■ **Quoted text**:
By way of contrast, silver atoms are also spin 1, and conveniently have magnetic moments that allow "easy" separation. For example, by using three sequential Stern-Gerlach devices you can in principle divide up a population of silver atoms into six (yes, I said six, not three) populations that correspond geometrically to atoms with spin axes oriented along $\pm$X, $\pm$Y, and $\pm$Z. For a single silver atom, excruciatingly carefully use of this same arrangement can in principle create spatially isolated fractions of the wave function of the silver atom. When this done, though, you wind up with no more than three of the six "holders" being used, one along each axis. You might for example end up with 71% of the silver atom wave function in the +X Stern-Gerlach holder, 55% in -Y, and 45% in +Z. (It's a vector sum, so those percentages add as vector components.)

But where is the comparable experiment for photons? You can break them up along horizontal and vertical (or X and Y) polarizations, sure. But since you can't stop along their direction of propagation, how can you handle that aspect of the separation process?

(Hmm, odd thought: Actually, nowadays, there are a few labs that can bring photons to a full halt now by using specially tuned metal atom Bose condensates. So, have any of those folks thought to devise a way to look more closely at the "hidden photon state" issue, I wonder? Might that be related to some of the experimentation others mentioned in answers?)

(Second odd thought: Only photons in a vacuum travel at $c$. Shouldn't spin 1 photons traveling through refractive media at less than $c$ thus have some sort of explicit, accessible version of vector states along their propagation axes? After all, such slowing could I think be viewed (maybe?) as a mix of $c$ and "stopped" photon states, with the latter presumably showing explicit propagation axis states.)

■ **Requests**:
- A) Decide whether each statement agrees with the passage on spin and Stern-Gerlach separation, answering yes or no and quoting the words of the passage that settle it. (i) Three sequential Stern-Gerlach devices can in principle split a population of silver atoms into six populations. (ii) When the arrangement is applied to a single silver atom, all six holders end up being used. (iii) Photons traveling through refractive media move at $c$.
- B) Carry on the passage on spin and Stern-Gerlach separation, starting after its final sentence.
The material after this point is drawn from a different source.

■ **Source excerpt**:
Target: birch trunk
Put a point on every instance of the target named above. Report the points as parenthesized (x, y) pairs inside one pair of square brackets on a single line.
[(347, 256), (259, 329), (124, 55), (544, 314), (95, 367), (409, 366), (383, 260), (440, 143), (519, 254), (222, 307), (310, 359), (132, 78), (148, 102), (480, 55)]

■ **The responses**:
- A)
(i) Yes: "by using three sequential Stern-Gerlach devices you can in principle divide up a population of silver atoms into six (yes, I said six, not three) populations"
(ii) No: "you wind up with no more than three of the six "holders" being used, one along each axis"
(iii) No: "Only photons in a vacuum travel at $c$."

- B)
Finally, at least in comparison to spin 1 atoms, photons also don't behave very nicely with respect to expressing a singular spin axis direction. For example, a single X-axis Stern-Gerlach divides silver atoms up into three groups: +X, -X, and "other" (that is, zero X spin). Later Stern-Gerlach devices can then further subdivide the "other" group into the remaining $\pm$Y and $\pm$Z populations.

But for photons, you only get one X axis group labeled "horizontal polarization." Where does the spin axis point in that case? It doesn't. The unique $\pm$X groups that are easily seen with silver atoms don't really have an analog with photons, at least none that I'm aware of. Perhaps someone else may have more insights?

So, my apologies for all the "added extras," but the original point remains: While odd in many ways, photons readily and provably give away their spin 1 natures by the way they can be broken up into two unique and isolated populations via a 90$^\circ$ rotation of a photon detector (polarizer). Beyond that, photon spins get pretty weird and not nearly so simple.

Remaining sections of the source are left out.